The Best Oshkosh Ever


It was nice to meet other Hummingbird builders/pilots at OSH! From left to right: Phil Meyers from Phoenix, Vic and wife Carol, Sylvia Schievano from France, Eduardo Sosa and Brad Clark, the president of Vertical Aviation. Not pictured but attended are Preston Ruth (former Marine One pilot) and Steve Leppin.

I know many of you following the progress of my Hummingbird helicopter are probably thinking that flying it to the show is what made my Oshkosh so great this year. Yes, that was truly an adventure, and I will share it another time. I will admit it played a small part in a happy ending this year, but it pales in comparison to the true meaning of Oshkosh, which came to me in spades on Monday morning as the show began.

I was opening the Hummingbird for the display at the Lycoming booth, 8:45 a.m. on Monday. It was still a little bit quiet, but the people traffic was picking up rapidly. A young couple approached me—Robert Martin and his wife—and said, “We’ve been following you on your YouTube channel and we want you to know that you’ve inspired us to learn to fly and build an RV-10.” Holy Moses! I turned to someone and said I could go home now, my Oshkosh was complete! Their enthusiasm was amazing, and they stopped by again on Friday to tell me they had already signed up for ground school. I can’t wait to hear more about their journey, and I am sure they will work just as hard to inspire others.

Our Hummingbird unexpectedly received the Grand Champion Helicopter Gold Lindy (left). It was a neat surprise that we almost missed! See text for details. When I was on the Homebuilt Council, we came up with a new hat to recognize builders who completed an aircraft and flew it to OSH (right). It was neat to receive one of those for completing the Hummingbird, along with the Brokaw award, both of which were presented by the welcoming crew at Homebuilder’s Headquarters.

■ Supplied information

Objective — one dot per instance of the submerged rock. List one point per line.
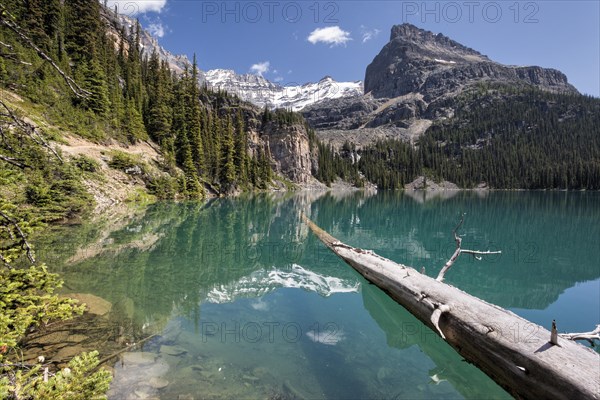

■ Task instructions
Answer the following questions from the Oshkosh text above, numbering each answer to match.
1. At which booth was the Hummingbird being opened for display on Monday morning?
2. What had the young couple already signed up for when they came back on Friday?
3. Which award did the Hummingbird unexpectedly receive?

■ Reply to the exercise
1. The Lycoming booth.
2. Ground school.
3. The Grand Champion Helicopter Gold Lindy.